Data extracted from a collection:
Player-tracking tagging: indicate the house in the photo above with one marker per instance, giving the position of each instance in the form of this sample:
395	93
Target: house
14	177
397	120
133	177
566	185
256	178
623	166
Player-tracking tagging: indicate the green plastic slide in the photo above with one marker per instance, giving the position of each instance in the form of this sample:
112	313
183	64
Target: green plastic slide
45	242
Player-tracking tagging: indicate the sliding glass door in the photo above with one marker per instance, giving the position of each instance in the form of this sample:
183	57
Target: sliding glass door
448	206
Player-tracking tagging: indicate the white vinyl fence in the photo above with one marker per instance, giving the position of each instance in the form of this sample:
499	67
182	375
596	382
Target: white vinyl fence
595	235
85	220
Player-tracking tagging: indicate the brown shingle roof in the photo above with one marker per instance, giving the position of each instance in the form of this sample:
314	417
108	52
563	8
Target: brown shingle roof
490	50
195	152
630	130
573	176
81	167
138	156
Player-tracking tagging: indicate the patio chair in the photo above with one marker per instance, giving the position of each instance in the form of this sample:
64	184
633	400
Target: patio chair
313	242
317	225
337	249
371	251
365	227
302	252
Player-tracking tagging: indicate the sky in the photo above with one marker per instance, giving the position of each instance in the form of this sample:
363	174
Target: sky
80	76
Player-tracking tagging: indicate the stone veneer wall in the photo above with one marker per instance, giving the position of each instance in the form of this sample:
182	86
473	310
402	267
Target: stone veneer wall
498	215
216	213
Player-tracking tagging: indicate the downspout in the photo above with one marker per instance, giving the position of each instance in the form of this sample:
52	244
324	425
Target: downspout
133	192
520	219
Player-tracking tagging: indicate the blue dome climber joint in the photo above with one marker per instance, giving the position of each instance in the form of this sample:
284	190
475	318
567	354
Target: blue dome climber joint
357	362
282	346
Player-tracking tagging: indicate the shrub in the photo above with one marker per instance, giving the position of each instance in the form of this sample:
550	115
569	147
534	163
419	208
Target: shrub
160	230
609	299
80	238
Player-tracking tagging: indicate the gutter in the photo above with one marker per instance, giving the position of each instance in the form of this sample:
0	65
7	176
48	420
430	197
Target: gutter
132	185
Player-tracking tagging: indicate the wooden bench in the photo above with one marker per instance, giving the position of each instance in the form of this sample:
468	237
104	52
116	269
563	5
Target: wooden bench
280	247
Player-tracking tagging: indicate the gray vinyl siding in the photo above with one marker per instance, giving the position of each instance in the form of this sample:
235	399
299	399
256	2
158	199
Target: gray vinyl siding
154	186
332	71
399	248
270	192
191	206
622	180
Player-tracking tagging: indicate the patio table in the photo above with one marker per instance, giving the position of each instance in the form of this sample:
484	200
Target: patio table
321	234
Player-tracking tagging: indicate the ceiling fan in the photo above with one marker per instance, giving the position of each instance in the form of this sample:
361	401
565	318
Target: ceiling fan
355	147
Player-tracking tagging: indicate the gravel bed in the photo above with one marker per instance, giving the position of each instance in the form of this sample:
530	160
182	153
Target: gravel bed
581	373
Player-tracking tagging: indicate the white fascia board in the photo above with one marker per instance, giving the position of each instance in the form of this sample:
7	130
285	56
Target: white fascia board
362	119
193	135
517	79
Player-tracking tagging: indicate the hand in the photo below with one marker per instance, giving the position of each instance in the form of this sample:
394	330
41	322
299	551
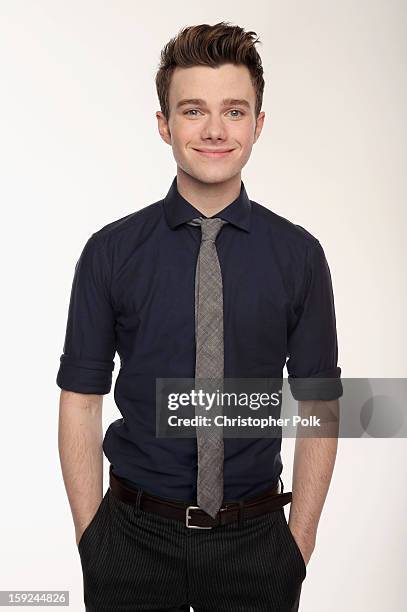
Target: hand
305	544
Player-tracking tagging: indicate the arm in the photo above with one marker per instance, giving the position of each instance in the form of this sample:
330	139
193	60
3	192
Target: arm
314	461
80	437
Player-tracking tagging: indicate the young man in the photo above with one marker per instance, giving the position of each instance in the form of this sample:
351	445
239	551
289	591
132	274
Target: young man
203	283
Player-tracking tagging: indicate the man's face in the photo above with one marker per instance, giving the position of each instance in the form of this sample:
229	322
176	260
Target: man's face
214	121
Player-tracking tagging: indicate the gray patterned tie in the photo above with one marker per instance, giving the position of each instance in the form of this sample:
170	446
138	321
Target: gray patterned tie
209	363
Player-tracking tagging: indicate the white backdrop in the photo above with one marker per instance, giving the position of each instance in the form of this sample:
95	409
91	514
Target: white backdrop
79	147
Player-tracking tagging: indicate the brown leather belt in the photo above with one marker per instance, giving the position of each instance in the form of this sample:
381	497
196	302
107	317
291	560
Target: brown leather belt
194	517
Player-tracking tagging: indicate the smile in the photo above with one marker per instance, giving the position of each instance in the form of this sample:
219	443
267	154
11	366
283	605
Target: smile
214	154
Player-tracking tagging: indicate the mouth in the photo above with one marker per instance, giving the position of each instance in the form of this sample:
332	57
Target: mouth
214	154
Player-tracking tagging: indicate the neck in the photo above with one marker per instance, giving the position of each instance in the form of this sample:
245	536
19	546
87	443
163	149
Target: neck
208	198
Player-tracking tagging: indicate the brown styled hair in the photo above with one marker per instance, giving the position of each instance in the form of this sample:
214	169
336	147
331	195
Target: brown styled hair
209	45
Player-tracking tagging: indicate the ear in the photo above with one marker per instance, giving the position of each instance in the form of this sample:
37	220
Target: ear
259	125
163	127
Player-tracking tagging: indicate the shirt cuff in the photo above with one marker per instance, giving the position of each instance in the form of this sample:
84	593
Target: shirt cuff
324	386
85	376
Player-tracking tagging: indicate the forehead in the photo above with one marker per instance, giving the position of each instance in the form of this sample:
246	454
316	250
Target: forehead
211	83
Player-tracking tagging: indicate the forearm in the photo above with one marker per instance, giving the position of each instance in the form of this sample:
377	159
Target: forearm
314	461
80	437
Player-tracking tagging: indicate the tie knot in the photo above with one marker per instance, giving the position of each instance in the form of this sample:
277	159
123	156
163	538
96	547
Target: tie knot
210	227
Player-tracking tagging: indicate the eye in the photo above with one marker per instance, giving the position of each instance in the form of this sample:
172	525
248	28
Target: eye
236	110
190	111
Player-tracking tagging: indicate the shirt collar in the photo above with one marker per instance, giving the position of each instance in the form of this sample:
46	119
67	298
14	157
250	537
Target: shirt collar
178	210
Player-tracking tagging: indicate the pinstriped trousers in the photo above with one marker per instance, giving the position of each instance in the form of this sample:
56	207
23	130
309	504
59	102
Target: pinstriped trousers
135	560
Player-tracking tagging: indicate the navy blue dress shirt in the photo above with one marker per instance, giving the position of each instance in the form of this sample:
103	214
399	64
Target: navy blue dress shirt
133	293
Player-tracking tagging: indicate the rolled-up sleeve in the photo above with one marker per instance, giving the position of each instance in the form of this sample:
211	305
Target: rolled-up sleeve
87	362
312	365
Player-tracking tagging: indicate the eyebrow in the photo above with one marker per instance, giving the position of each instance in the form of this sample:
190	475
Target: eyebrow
225	102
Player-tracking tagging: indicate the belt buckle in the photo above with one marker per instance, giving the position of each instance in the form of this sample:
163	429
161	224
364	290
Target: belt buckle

Goal of the exercise: Reproduce precisely the span of lines that begins at the line containing "Player-tracking tagging: indicate the shirt collar" and ends with the last line of the listing.

Response to the task:
Player-tracking tagging: indicate the shirt collar in the photo above with one marker per instance, giving the position of each instance in the form of this sample:
46	119
67	298
14	157
250	537
Target: shirt collar
178	210
Player-tracking tagging: indicate the pinstriped trousers in the photo above with one marker per instance, giving the position of each instance in the form of this sample:
56	207
23	130
309	504
59	102
Target: pinstriped trousers
135	560
Player-tracking tagging: indicate the navy blue dress shirt in the photo above with one marker per instance, giving the position of each instance in the form of this sample:
103	214
399	64
Target: navy blue dress shirt
133	293
Player-tracking tagging: indicate the rolled-up sleeve in the photo above with one marker per instance, giving the position of each instance in the form of this sample:
211	305
Target: rolled-up sleeve
87	362
312	365
Player-tracking tagging: indicate the eyebrow in the photo above with one marker per instance, giving the position of each instance in the form of this sample:
190	475
Target: eyebrow
225	102
Player-tracking tagging: indicate the belt buckle in the photo above with one marker per instance, giving the position of each instance in the form of this sample:
163	429
161	224
364	290
Target: belt buckle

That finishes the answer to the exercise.